Your answer should hold exactly the lines from the line containing "point: truck rear wheel" through the end of the entries that follow.
-- MATERIAL SUPPLIED follows --
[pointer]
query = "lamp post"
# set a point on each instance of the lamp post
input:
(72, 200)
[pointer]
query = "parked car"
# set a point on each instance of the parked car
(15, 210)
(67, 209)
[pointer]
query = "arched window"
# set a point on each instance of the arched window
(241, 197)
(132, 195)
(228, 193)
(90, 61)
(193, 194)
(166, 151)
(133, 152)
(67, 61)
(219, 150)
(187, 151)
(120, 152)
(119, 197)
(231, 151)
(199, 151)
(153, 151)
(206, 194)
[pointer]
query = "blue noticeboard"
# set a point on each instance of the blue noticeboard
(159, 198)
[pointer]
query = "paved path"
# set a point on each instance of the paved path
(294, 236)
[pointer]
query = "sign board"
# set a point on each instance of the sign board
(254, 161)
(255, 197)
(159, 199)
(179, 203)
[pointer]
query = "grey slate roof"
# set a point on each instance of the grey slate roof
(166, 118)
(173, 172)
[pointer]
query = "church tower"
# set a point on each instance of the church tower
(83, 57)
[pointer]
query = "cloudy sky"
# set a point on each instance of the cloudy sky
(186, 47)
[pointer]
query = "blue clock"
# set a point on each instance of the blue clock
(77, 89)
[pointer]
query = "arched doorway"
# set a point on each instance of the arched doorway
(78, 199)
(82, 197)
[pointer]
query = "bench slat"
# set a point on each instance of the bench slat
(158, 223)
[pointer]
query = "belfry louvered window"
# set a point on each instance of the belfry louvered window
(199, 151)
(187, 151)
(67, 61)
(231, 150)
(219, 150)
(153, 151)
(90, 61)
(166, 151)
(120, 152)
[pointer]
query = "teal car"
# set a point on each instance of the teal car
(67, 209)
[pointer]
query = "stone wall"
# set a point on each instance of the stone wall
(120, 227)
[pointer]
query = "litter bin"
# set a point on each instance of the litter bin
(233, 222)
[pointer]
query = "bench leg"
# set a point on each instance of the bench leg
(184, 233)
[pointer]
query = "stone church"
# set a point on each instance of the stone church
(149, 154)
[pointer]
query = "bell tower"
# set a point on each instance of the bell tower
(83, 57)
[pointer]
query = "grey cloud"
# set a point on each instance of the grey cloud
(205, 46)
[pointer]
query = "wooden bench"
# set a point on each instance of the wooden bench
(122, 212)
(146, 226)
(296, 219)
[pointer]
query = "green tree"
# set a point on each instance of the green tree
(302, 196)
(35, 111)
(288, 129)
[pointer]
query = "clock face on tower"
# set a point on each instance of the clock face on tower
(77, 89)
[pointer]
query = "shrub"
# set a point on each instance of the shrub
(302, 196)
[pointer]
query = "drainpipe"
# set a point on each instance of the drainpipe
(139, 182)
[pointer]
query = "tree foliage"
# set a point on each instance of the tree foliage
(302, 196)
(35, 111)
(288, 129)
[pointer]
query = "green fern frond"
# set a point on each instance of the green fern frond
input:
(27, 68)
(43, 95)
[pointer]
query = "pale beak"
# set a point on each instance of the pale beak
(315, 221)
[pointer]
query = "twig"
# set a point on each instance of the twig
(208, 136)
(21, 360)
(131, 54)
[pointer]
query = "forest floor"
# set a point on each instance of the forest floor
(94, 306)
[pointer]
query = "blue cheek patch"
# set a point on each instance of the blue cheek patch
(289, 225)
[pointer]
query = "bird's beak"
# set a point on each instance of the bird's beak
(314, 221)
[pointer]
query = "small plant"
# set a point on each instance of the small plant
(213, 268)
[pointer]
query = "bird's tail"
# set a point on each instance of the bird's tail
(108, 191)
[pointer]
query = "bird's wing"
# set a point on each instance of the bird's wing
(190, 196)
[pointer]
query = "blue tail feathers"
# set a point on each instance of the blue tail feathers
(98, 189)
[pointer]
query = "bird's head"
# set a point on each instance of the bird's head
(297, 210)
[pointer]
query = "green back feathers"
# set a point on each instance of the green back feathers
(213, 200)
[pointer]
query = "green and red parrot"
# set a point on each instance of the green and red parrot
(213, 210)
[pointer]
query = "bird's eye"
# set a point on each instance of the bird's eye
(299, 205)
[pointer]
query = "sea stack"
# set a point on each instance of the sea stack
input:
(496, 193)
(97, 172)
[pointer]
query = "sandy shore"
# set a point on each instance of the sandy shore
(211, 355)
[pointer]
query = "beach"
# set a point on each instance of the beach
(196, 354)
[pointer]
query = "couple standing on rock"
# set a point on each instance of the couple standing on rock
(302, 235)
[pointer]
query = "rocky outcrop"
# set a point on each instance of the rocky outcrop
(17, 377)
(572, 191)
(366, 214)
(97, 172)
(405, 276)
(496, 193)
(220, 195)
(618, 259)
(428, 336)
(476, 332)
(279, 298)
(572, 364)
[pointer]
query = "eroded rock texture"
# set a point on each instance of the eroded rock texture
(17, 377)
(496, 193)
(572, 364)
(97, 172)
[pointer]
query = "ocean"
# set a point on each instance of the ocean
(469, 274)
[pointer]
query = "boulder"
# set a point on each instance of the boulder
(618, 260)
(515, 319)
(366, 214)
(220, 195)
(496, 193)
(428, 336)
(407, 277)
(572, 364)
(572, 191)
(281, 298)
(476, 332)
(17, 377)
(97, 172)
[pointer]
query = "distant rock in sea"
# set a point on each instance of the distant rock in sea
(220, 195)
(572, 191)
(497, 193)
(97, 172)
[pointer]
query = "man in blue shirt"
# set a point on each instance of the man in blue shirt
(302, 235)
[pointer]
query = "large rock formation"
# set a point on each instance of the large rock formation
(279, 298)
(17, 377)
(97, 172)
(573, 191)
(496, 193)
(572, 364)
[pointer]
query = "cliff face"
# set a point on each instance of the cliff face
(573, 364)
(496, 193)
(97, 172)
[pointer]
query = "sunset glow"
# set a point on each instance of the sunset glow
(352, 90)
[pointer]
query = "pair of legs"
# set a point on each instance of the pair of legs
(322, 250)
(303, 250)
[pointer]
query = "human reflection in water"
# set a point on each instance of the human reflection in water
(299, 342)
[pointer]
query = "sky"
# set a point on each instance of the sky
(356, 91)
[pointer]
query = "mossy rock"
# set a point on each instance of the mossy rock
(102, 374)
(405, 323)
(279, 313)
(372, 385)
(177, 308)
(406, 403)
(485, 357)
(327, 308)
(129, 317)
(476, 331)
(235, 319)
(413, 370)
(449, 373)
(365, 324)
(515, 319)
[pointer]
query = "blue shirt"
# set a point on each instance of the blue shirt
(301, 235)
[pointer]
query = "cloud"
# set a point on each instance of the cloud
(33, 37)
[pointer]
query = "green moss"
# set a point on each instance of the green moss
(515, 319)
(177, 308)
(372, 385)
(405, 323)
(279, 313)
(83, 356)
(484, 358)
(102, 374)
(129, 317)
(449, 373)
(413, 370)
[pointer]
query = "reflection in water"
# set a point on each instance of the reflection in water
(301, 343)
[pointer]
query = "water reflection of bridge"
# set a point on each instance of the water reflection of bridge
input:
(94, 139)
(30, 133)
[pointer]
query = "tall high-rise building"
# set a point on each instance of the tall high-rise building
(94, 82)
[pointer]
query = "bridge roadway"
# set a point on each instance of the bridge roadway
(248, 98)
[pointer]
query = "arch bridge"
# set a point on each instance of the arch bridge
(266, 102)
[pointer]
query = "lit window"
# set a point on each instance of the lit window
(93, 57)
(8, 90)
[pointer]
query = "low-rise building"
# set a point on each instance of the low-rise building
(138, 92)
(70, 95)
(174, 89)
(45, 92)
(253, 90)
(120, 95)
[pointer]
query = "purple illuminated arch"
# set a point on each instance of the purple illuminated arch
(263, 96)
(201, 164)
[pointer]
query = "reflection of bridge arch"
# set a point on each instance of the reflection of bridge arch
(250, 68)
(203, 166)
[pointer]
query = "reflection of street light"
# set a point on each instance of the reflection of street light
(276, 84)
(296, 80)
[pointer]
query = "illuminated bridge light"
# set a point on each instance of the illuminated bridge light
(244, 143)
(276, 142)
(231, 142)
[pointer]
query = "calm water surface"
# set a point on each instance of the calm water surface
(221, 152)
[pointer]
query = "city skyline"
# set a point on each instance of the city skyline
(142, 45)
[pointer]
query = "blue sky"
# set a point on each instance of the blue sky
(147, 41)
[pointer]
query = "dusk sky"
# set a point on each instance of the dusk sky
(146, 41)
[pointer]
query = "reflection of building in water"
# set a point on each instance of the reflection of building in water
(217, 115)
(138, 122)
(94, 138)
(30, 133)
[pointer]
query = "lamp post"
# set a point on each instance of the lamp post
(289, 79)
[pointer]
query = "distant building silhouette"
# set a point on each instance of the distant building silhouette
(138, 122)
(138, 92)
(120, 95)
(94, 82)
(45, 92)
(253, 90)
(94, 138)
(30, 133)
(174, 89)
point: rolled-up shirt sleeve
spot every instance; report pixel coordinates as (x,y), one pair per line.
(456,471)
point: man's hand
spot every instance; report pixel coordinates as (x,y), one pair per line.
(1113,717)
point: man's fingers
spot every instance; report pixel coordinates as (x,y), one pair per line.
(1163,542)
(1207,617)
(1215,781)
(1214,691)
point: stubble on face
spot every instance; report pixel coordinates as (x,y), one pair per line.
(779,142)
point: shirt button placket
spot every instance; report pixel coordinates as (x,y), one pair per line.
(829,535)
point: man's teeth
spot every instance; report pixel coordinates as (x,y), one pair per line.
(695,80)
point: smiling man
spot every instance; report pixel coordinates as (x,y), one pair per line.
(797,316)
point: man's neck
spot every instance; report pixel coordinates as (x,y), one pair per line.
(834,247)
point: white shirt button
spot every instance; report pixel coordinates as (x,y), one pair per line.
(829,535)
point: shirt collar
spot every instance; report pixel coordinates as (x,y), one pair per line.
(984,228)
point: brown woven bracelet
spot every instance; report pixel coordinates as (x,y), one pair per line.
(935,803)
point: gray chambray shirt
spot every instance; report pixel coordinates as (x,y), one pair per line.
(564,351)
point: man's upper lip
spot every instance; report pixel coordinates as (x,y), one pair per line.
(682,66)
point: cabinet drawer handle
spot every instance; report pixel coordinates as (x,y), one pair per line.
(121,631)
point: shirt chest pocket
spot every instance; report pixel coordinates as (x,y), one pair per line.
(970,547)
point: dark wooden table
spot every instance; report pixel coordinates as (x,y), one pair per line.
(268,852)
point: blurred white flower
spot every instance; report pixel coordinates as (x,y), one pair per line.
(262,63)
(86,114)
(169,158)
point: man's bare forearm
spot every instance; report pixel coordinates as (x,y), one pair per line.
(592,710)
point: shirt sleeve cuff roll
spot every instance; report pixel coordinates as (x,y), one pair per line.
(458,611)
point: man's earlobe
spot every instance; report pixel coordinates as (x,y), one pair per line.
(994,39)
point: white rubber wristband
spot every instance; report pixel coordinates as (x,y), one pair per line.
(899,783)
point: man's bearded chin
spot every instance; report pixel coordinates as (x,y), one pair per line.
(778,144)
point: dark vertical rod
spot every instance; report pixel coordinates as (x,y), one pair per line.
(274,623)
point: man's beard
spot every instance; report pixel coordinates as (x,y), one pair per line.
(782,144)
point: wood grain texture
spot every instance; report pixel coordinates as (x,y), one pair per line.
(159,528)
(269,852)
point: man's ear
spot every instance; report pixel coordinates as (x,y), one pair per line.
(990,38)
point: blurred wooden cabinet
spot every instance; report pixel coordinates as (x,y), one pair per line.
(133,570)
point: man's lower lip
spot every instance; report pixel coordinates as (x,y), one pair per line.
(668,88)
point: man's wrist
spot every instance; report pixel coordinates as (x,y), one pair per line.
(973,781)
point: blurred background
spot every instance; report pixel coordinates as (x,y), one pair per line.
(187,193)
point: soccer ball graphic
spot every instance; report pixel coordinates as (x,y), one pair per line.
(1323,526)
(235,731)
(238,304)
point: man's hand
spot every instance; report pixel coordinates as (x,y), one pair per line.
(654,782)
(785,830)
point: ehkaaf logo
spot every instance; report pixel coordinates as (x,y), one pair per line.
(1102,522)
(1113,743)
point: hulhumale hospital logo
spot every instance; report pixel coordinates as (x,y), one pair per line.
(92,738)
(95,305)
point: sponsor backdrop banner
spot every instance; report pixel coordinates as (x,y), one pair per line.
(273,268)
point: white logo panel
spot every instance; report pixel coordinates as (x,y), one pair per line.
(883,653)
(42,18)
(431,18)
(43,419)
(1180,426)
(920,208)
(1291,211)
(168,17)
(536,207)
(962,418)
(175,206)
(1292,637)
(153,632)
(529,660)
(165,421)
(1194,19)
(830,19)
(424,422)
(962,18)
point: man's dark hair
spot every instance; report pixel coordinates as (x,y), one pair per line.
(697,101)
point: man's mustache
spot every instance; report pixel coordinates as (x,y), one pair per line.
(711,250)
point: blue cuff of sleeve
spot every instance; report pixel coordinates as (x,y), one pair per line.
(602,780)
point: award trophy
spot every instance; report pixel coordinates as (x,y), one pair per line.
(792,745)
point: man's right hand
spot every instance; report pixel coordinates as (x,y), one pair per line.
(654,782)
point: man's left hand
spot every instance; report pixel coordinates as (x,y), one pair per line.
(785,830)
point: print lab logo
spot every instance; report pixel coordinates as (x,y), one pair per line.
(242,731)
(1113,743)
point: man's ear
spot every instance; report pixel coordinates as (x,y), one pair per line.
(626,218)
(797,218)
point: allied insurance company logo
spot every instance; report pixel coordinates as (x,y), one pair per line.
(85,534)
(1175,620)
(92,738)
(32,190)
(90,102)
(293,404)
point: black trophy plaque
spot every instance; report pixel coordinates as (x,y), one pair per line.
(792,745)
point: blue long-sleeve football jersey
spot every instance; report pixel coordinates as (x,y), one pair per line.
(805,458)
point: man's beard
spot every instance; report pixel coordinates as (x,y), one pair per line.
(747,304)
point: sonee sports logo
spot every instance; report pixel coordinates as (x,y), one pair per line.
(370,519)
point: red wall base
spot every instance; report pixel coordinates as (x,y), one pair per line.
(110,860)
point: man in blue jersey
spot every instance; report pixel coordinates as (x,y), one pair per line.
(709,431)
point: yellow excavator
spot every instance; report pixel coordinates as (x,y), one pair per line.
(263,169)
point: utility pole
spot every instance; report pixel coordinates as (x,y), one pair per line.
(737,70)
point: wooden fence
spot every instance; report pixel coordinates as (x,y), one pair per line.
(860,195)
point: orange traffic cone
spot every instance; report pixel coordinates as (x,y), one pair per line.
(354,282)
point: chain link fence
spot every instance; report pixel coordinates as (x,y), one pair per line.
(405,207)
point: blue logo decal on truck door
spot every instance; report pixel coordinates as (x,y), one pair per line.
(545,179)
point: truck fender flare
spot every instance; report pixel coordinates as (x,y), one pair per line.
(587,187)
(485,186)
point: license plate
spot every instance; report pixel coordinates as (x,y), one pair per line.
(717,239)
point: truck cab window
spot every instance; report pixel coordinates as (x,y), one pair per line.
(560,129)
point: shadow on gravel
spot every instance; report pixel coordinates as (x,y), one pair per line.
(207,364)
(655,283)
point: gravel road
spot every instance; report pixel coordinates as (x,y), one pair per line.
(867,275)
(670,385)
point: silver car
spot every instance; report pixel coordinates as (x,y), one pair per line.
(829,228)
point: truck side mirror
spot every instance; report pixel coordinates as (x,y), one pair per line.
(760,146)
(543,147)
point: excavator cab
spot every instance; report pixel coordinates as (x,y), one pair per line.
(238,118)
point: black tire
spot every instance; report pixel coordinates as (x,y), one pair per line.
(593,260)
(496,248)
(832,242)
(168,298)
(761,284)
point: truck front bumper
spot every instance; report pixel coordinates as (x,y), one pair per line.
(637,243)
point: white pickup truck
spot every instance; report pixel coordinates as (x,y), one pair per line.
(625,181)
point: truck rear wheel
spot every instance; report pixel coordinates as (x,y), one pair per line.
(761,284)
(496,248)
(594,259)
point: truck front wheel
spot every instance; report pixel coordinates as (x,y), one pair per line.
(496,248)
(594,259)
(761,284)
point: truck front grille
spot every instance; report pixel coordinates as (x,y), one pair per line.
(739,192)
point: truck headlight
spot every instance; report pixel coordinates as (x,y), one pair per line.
-- MATERIAL SUPPLIED concluded --
» **SOLUTION FOR THIS PROBLEM**:
point: truck rear wheel
spot every instance; report pixel coordinates as (x,y), one pair per line.
(761,284)
(496,248)
(594,259)
point: truck front wheel
spot every instance; report pixel coordinates as (x,y), one pair per line.
(496,248)
(594,259)
(761,284)
point: truck front grille
spot every instance; report pixel coordinates as (x,y), one pair per line.
(739,192)
point: truck headlight
spot every instance; report pixel coordinates as (x,y), one pair per line.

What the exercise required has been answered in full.